**** RECORD EXCERPTS

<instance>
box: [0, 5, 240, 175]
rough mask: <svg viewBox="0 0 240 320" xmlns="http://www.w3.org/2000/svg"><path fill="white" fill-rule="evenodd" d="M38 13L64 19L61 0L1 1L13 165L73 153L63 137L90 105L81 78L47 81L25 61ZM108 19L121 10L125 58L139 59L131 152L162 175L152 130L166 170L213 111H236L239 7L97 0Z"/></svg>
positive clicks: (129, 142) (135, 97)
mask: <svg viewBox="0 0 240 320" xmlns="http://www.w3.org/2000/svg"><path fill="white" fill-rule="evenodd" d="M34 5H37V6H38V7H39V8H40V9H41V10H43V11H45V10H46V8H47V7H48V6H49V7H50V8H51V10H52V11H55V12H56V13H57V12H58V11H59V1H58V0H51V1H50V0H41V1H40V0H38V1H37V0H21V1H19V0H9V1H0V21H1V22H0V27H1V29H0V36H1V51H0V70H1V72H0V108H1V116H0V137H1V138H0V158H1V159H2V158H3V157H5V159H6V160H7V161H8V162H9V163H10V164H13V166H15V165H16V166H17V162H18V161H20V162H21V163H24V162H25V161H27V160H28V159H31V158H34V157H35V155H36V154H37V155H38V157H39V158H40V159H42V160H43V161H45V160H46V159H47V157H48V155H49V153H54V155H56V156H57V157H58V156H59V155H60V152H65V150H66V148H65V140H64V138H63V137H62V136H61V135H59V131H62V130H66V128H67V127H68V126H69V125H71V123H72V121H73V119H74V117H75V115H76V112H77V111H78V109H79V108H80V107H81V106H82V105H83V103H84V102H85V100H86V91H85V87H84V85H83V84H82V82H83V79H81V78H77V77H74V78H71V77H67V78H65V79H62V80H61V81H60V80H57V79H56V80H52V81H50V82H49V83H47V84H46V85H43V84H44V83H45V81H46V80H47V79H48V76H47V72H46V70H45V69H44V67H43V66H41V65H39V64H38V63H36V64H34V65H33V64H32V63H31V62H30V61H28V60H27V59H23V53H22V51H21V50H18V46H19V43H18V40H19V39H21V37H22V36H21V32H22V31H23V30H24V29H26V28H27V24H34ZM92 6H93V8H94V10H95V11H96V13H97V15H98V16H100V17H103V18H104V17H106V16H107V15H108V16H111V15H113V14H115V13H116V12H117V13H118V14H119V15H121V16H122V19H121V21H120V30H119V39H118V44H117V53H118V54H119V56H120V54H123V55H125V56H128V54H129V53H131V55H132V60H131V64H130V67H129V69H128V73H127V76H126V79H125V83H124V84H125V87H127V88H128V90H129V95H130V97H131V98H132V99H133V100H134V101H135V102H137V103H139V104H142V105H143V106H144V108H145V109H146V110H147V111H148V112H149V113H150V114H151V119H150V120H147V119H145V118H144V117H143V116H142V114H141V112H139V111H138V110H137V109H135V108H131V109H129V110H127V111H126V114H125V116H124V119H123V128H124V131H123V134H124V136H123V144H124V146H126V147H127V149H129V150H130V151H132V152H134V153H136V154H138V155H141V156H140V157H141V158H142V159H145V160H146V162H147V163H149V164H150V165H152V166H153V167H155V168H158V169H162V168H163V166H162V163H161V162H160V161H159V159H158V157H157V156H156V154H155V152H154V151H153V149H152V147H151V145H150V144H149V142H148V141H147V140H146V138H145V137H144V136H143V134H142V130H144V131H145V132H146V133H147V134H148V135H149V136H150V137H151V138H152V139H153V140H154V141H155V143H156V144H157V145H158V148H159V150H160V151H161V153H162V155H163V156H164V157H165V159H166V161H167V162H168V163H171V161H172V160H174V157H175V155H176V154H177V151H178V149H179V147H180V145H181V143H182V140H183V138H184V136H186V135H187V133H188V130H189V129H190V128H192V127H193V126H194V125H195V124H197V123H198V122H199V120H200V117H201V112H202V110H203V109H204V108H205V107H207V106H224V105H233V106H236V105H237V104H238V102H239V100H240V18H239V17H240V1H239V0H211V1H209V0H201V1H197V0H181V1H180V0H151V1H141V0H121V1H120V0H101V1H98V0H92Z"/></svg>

********

Ending with the line containing "rough mask: <svg", please print exactly the lines of the material above from its first line onward, and nothing else.

ANSWER SPACE:
<instance>
box: [0, 5, 240, 175]
rough mask: <svg viewBox="0 0 240 320" xmlns="http://www.w3.org/2000/svg"><path fill="white" fill-rule="evenodd" d="M38 13L64 19L61 0L1 1L13 165L73 153L63 137L90 105L81 78L47 81L25 61ZM108 19L121 10L125 58L139 59L131 152L162 175L152 130L166 170L213 111H236L239 7L97 0Z"/></svg>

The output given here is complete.